PARTS OF THE EXERCISE:
1. According to the fishing forum thread, how long did the fish measure to the fork?
2. Write the next part of the fishing forum thread, starting after its final line.

*** PAGE EXTRACT Section Begins ***

I am embarrassed to say I never even thought to look to see if it was an almaco or not. It was so big I just assumed it were a regular AJ. But I believe you guys are correct now that I look at top fin. It measured 34" (fork) and was bottoming out the 25lb inexpensive scale as the boat wobbled a little.


----------



## Inn Deep (Oct 3, 2007)

LMAO my crew your crew , my fish box your fish box. Too funny Dave , I mean John , or was it Mark, oh yea Steve!!! Yea, Steve that's it ( inside joke).


----------



## Runned Over (Sep 6, 2008)

> *Inn Deep (1/20/2010)*LMAO my crew your crew , my fish box your fish box. Too funny Dave , I mean John , or was it Mark, oh yea Steve!!! Yea, Steve that's it ( inside joke).


Inside joke is I called Arthur every A name there is until he finally corrected me!!!! Sorry Alfonso!!! :banghead

ROP shot:










You grabit... No you grab it.... Rock, paper, scissors.... Sh!+!!!!


----------



## Flounderpounder (Oct 3, 2007)

> *Run Dover (1/20/2010)*
> 
> 
> > *PURPLE HAZE (1/20/2010)* Scot You could not have pick a better crew. The boys look like they were having the time of their life. It was also nice to meet Arthur (inndeep) when we pulled up to yall. Thanks for not getting us wet when you flew by us. I was holding 30 knots and next thing I knew you were gone. What a day to be on the water catching a few fish and just enjoying life. Gene
> ...




Scot,

That is too funny! Thanks for the chuckle! Seeing I was also on the starboard side in that picture, I have no excuse! But we do help make the boat ride well at cruise! Reminds me of that old song....."Built for comfort, not for speed". It was nice to meet you, Aurther, and the kids.....it was obvious they were having a blast! That is always so cool to see! 

Tom


----------



## mpmorr (Oct 3, 2007)

*** PAGE EXTRACT Section Ends ***
*** EXTRACTED MATERIAL Section Begins ***

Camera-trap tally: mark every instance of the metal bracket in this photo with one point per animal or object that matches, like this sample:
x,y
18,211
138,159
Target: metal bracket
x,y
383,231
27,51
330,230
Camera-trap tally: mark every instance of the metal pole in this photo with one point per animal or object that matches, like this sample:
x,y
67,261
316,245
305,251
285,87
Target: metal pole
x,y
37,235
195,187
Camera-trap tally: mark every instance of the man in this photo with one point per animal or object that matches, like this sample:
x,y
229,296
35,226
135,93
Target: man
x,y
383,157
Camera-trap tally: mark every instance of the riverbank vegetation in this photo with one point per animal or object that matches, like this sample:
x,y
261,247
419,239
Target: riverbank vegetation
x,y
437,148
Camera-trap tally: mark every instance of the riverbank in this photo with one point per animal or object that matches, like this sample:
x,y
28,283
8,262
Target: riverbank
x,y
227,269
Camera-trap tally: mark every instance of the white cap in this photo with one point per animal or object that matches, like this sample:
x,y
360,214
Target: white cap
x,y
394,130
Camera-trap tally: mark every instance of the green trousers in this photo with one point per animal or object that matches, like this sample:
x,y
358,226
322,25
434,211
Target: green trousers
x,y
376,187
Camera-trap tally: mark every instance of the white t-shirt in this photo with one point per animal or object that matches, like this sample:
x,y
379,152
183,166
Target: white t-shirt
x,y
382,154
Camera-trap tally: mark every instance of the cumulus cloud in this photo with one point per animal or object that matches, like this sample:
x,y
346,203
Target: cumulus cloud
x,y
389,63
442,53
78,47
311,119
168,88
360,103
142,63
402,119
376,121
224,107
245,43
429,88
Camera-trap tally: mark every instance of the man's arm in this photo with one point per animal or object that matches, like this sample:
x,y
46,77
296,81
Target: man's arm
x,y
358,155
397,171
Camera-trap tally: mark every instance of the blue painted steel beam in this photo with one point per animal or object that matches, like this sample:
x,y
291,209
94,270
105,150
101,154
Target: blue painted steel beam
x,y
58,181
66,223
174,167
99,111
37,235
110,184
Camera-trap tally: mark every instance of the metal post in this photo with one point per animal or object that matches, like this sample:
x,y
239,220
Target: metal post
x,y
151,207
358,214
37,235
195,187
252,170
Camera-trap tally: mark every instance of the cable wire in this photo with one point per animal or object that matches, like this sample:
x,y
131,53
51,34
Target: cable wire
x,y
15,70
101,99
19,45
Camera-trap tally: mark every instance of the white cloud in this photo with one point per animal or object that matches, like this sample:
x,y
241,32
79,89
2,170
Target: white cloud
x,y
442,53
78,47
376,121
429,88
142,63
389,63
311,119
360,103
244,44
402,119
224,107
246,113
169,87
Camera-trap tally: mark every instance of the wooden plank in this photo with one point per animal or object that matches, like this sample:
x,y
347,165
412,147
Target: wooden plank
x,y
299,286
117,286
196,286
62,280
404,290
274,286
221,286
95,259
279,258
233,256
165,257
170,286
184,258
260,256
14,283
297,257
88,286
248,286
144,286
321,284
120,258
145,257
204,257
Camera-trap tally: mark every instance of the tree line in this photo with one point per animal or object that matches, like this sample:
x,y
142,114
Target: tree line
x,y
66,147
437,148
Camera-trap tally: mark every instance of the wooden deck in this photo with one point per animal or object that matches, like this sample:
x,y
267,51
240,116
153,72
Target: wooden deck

*** EXTRACTED MATERIAL Section Ends ***
*** EXTRACTED MATERIAL Section Begins ***

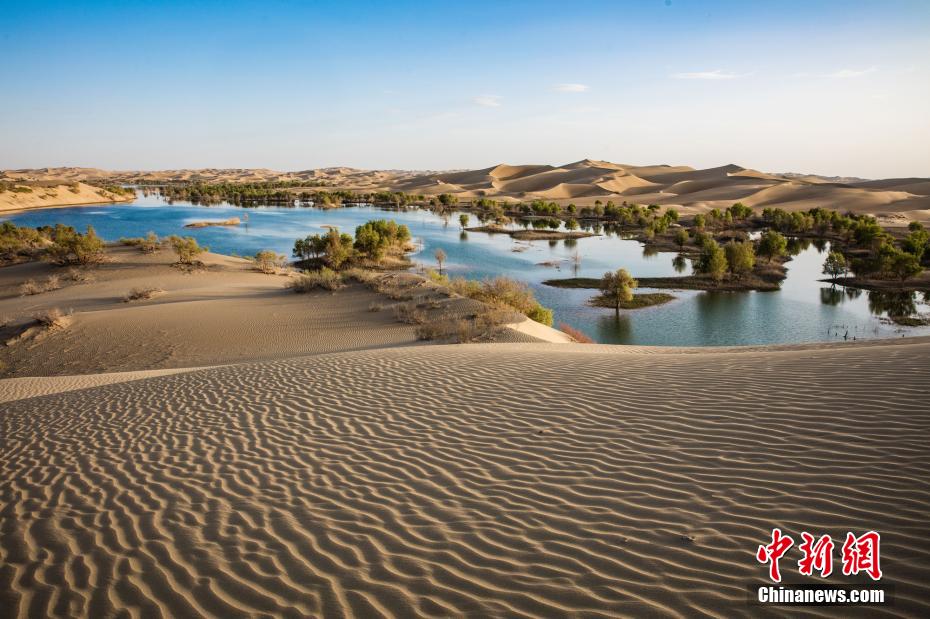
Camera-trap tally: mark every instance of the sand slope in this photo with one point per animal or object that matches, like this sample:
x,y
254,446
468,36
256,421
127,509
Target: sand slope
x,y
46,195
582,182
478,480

*** EXTRACTED MATERIAL Section Ends ***

ANSWERS TO THIS EXERCISE:
1. It measured 34 inches to the fork.

2.
This is one of the best threads I have read in a long time. Great job Scott, getting out there is with the family is everything. Could not have run into a better group of guys. Glad to see Wade on the water. Does the heart good.:clap


----------



## Sea That (Dec 12, 2009)

I didn't know almacos even got that big. I caught a 15 pounder last year and thought that was big. Guess I was wrong


----------



## Runned Over (Sep 6, 2008)

To steal a pag e from B Rad:

Scamp Sammich!!!



















The middle coniment is Bad Azz Chef's Kung Pow!!!!

The 8yo ate them both!!!!! :reallycrying Mingo and Lane for the rest of us!!!! :clap


----------



## nextstep (Jun 27, 2008)

way to go scott and crew:clap

that water sure looked pretty

did you lasso that hammerhead or hook him?oke

if you run into team recess while fishing then you are definitly in the right place.


----------



## Realtor (Oct 1, 2007)

Great post abd even better pictures! Thanks for the report.

After all the sharks that has come to the Fat Jax, we have yet to get a Hammerhead. Good on you guys.

Jim


----------



## Hibauchery (Sep 30, 2009)

Great post... it truly made my day... my boy is 5 years old now, and I have dreams about showing him the things you got to show your boys on that trip... thanks for posting it!!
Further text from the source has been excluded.